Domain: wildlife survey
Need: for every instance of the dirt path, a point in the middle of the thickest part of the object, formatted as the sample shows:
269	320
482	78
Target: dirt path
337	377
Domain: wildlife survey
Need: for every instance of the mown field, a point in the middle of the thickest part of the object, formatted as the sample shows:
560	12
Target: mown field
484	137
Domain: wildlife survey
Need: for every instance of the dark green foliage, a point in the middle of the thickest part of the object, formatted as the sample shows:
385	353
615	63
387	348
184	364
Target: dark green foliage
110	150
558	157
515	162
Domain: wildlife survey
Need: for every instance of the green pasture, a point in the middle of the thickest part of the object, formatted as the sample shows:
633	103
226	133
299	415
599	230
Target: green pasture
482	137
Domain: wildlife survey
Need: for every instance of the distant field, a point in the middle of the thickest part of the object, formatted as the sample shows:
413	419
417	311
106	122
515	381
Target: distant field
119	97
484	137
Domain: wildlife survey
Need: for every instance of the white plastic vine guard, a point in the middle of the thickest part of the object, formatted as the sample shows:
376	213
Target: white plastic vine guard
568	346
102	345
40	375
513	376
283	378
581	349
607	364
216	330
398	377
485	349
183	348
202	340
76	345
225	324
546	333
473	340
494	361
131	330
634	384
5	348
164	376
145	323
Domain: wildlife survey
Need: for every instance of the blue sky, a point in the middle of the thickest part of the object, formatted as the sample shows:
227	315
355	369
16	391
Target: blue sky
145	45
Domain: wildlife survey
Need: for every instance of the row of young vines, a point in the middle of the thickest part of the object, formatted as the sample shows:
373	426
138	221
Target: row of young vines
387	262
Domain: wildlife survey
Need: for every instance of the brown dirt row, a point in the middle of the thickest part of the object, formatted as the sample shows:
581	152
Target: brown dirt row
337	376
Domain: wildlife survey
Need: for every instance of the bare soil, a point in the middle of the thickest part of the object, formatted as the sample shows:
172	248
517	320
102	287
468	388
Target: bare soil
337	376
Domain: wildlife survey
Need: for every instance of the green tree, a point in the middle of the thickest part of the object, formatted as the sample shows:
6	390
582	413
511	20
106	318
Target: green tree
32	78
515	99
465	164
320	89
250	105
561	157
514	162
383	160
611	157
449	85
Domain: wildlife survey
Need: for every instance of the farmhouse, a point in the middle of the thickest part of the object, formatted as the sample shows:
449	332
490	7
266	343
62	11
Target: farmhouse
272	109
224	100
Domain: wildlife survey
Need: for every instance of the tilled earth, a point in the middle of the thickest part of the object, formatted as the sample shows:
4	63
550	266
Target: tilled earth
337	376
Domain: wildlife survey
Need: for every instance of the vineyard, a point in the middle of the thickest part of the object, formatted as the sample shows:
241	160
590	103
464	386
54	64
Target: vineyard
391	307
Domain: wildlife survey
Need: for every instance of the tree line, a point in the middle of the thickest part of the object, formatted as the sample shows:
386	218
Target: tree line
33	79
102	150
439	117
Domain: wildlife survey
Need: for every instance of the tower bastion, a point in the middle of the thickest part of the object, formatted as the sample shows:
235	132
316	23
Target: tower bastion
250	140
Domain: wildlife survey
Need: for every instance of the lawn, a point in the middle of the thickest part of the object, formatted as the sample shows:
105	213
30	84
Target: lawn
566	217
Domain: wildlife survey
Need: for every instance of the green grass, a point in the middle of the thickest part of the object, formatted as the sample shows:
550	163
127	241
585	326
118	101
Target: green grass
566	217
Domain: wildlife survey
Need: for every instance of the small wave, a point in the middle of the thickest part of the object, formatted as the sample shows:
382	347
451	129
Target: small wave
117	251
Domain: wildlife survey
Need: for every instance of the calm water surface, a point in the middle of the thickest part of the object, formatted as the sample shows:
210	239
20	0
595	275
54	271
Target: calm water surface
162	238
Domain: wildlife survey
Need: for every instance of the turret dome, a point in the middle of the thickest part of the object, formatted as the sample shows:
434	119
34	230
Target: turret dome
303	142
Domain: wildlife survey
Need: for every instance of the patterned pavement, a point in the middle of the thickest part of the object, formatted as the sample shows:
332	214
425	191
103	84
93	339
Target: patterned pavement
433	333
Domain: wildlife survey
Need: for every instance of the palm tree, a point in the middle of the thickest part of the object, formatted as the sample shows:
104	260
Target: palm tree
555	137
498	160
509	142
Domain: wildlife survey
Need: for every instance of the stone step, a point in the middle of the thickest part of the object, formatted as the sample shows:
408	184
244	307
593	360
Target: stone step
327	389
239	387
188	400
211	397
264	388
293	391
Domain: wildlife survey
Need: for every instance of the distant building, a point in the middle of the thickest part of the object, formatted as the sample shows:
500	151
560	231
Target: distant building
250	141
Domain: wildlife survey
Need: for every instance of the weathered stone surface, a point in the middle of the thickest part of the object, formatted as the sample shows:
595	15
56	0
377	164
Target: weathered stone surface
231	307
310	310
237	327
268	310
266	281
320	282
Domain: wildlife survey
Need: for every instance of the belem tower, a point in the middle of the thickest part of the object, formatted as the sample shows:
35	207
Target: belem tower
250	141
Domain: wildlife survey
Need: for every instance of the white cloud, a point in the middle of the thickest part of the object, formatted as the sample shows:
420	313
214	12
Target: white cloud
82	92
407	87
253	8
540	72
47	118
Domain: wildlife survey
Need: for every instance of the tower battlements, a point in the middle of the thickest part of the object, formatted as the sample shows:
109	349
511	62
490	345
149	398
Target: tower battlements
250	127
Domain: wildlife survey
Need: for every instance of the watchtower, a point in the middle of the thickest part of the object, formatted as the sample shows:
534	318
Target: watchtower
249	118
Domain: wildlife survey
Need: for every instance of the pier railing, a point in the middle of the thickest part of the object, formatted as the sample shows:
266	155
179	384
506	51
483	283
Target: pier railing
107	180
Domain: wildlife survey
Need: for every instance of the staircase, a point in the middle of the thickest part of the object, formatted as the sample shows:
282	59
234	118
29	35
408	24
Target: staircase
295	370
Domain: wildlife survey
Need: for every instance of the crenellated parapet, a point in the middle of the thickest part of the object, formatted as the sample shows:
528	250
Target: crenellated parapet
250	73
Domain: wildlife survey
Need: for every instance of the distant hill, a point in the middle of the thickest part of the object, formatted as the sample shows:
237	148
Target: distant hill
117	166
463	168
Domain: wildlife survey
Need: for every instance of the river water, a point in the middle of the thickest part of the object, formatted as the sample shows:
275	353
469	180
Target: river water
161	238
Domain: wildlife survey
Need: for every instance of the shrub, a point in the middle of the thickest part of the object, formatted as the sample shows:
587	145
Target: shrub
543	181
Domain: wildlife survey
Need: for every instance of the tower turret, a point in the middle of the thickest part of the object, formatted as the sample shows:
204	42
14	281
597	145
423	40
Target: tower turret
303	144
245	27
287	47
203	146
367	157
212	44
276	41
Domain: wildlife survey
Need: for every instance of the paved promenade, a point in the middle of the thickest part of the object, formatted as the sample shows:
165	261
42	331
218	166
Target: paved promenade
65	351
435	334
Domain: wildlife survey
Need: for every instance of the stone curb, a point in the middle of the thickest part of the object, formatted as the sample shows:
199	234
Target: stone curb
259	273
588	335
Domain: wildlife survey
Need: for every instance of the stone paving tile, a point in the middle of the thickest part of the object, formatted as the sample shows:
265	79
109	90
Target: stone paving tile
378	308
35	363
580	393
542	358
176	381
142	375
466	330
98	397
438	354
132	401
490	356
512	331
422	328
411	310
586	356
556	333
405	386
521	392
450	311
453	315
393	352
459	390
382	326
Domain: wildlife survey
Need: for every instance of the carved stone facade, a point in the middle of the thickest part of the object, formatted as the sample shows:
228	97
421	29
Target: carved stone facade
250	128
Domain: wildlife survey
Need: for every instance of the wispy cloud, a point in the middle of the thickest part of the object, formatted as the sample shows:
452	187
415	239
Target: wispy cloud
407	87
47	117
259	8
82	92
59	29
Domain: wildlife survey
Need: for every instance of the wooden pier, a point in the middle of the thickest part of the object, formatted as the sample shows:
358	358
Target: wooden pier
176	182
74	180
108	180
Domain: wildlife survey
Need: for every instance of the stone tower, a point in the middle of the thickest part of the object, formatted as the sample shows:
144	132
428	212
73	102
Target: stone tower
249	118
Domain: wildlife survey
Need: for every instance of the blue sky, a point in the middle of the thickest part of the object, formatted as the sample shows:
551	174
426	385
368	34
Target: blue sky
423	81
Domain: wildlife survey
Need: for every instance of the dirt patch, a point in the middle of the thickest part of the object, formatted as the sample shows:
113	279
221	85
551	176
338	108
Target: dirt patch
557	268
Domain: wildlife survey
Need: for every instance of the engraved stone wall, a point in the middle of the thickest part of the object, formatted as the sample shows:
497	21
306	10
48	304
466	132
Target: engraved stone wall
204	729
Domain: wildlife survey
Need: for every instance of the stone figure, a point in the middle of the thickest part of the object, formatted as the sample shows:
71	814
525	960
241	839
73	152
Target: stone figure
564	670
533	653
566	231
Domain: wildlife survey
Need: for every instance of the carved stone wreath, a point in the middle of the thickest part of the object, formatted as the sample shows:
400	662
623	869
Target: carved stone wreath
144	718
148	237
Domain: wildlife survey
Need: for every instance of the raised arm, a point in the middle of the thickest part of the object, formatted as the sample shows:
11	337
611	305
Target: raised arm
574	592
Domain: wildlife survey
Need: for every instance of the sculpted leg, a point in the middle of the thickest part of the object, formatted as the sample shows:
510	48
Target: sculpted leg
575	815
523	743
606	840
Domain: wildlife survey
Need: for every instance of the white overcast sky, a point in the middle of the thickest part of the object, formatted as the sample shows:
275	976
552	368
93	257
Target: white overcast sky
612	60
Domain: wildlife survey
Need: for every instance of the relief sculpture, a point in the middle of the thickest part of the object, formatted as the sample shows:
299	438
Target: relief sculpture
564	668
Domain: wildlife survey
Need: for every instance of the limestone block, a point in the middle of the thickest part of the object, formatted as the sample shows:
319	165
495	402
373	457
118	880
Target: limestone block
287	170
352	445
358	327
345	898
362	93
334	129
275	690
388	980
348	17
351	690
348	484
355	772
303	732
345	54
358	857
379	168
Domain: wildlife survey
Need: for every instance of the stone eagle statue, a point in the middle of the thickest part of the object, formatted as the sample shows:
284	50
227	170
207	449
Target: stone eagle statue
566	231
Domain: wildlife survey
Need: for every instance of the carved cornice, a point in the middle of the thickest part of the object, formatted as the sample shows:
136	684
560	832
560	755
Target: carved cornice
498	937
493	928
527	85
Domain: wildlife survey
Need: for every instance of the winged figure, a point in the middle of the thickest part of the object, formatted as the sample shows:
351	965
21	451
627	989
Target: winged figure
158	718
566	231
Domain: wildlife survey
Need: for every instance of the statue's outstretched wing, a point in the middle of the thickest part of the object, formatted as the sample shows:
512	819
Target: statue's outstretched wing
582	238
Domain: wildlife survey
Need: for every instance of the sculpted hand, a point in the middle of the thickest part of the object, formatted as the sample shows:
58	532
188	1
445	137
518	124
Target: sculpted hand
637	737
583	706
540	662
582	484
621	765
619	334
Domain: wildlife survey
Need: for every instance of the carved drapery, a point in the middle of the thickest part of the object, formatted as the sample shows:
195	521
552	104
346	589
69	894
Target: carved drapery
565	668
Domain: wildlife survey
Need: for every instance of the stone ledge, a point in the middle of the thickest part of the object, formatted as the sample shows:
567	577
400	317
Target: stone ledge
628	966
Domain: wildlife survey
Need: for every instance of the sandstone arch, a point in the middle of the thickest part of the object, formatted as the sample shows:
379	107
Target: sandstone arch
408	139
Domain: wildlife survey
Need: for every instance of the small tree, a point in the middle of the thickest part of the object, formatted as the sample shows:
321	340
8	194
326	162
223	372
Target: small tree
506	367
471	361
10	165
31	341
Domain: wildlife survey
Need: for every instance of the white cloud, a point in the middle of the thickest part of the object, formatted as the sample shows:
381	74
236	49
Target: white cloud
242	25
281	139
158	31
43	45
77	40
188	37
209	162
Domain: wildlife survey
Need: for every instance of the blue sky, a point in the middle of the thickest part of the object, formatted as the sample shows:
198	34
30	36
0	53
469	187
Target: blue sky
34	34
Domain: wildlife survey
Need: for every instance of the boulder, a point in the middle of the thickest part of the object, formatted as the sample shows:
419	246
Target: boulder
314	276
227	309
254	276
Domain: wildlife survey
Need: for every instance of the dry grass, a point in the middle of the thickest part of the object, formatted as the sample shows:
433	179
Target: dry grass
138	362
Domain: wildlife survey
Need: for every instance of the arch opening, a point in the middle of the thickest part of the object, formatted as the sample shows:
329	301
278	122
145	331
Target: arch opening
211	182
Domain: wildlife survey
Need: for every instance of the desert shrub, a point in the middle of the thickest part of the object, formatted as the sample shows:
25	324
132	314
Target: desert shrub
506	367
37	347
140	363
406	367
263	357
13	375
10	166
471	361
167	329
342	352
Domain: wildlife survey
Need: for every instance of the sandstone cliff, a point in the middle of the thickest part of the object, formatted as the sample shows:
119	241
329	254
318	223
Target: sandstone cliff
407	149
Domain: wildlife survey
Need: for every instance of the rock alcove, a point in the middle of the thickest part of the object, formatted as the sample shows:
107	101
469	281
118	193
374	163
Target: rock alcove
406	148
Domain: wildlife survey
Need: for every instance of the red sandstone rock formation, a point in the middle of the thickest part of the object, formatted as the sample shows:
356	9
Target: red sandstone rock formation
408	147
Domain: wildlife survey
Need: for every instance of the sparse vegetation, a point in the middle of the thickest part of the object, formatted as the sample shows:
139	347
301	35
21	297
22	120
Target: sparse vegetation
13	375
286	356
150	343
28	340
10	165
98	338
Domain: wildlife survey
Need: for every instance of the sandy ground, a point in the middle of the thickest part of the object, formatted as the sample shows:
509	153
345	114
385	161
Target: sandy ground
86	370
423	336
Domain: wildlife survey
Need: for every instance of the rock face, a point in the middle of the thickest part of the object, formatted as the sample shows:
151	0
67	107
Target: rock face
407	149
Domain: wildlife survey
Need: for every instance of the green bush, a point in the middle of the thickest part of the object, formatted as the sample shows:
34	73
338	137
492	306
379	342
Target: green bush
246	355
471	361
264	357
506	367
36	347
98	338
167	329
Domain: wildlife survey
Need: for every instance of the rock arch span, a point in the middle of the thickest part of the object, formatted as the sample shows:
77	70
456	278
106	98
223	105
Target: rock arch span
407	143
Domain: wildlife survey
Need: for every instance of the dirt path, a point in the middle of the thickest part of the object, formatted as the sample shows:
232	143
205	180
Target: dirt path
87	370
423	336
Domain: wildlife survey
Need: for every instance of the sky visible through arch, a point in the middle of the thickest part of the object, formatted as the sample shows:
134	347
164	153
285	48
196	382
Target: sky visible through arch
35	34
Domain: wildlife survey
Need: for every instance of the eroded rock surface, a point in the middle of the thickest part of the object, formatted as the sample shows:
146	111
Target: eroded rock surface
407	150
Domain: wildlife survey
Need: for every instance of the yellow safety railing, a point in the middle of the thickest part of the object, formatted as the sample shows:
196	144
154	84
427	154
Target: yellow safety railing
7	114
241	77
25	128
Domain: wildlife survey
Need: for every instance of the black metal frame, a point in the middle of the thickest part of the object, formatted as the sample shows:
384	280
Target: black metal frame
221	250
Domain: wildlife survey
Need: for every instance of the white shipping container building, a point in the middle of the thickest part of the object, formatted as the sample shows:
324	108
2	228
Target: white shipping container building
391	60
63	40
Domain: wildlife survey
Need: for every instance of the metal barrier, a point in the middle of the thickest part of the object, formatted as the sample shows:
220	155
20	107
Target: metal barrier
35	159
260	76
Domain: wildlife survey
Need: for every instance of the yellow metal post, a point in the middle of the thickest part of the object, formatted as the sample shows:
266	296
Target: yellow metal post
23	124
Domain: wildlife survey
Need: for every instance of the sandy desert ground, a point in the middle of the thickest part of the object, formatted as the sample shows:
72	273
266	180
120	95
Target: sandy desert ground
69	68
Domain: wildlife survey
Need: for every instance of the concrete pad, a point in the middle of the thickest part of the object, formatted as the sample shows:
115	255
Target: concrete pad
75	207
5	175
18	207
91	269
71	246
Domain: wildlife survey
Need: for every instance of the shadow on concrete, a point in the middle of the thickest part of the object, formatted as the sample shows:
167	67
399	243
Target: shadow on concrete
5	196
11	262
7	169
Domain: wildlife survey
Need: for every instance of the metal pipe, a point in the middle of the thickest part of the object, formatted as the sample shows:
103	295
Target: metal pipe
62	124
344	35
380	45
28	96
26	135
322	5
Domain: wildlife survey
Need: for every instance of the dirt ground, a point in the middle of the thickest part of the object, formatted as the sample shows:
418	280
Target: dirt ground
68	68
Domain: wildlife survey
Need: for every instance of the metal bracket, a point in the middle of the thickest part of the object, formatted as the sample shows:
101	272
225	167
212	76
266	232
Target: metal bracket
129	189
------------------------------------------------
Report each line of the rows above that contains the string "curb", copying every such line in full. Case counts.

Need: for every instance of the stone curb, a point in the middle of the thickest part of the object, formatted as the sample shows:
Target: stone curb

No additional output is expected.